##### TEXTE À LIRE

Les Opca ont de l’avenir, s’ils se dotent d’une culture de la performance du service offert, et s’ils tranchent la question de la légitimité sur les fonds, assure Jean-Pierre Willems, spécialiste du droit de la formation professionnelle.

E & C : Les Opca récemment restructurés ont-ils de l’avenir, ou le système est-il voué à une prochaine réforme ?

J.-P. W. : Les Opca, et les partenaires sociaux qui les ont créés et les administrent, ont subi la réforme de 2009. De leur action dans les mois qui viennent dépendra leur capacité à ne pas subir la prochaine réforme. Comment sécuriser ce système ? Par l’action de terrain et les résultats, par la capacité à créer des dynamiques sociales et territoriales, pour amener de la valeur ajoutée aux entreprises et aux personnes. Un Opca performant sera celui capable d’évaluer son action non par les moyens mobilisés mais par les fins, et capable de travailler principalement sur l’aval de la formation. Celle-ci est un moyen, pas une fin.

E & C : Comment peuvent-ils se positionner ainsi ?

J.-P. W. : Les Opca sont les seuls organismes en capacité d’accompagner les personnes sur l’ensemble de leur parcours : en information, en conseil, en financement, en capacité de partenariat. Ils sont également les seuls en capacité d’accompagner les entreprises sur l’ensemble de leurs besoins de compétences et sur une très grande partie de la politique RH. C’est un positionnement incomparable sur le champ de la compétence, de la professionnalisation, de l’emploi et du travail.

Par ailleurs, l’Opca est en capacité de concilier la logique verticale de branche et celle horizontale de territoire. Ce qui est plus difficile pour l’État qui est dans une logique nationale descendante, ou pour les régions qui subissent les limites territoriales. Au final, l’Opca est seul capable de croiser les logiques de branche et de territoire.

##########
##### DONNÉES FOURNIES

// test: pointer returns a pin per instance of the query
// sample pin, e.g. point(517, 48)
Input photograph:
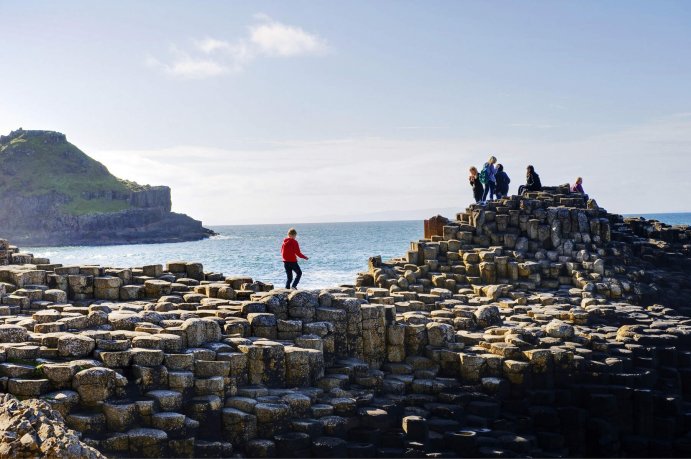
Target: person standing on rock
point(577, 186)
point(503, 181)
point(532, 181)
point(290, 251)
point(487, 177)
point(474, 179)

##########

■ **TÂCHES ET EXERCICES**:
1. Selon le texte sur les Opca, quelle réforme les Opca et les partenaires sociaux ont-ils subie ?
2. Recopiez mot pour mot le passage du texte sur les Opca qui va de « J.-P. W. : Les Opca sont » jusqu'à « et du travail. » inclus.

■ **CORRIGÉ DES EXERCICES**:
1. La réforme de 2009.

2.
J.-P. W. : Les Opca sont les seuls organismes en capacité d’accompagner les personnes sur l’ensemble de leur parcours : en information, en conseil, en financement, en capacité de partenariat. Ils sont également les seuls en capacité d’accompagner les entreprises sur l’ensemble de leurs besoins de compétences et sur une très grande partie de la politique RH. C’est un positionnement incomparable sur le champ de la compétence, de la professionnalisation, de l’emploi et du travail.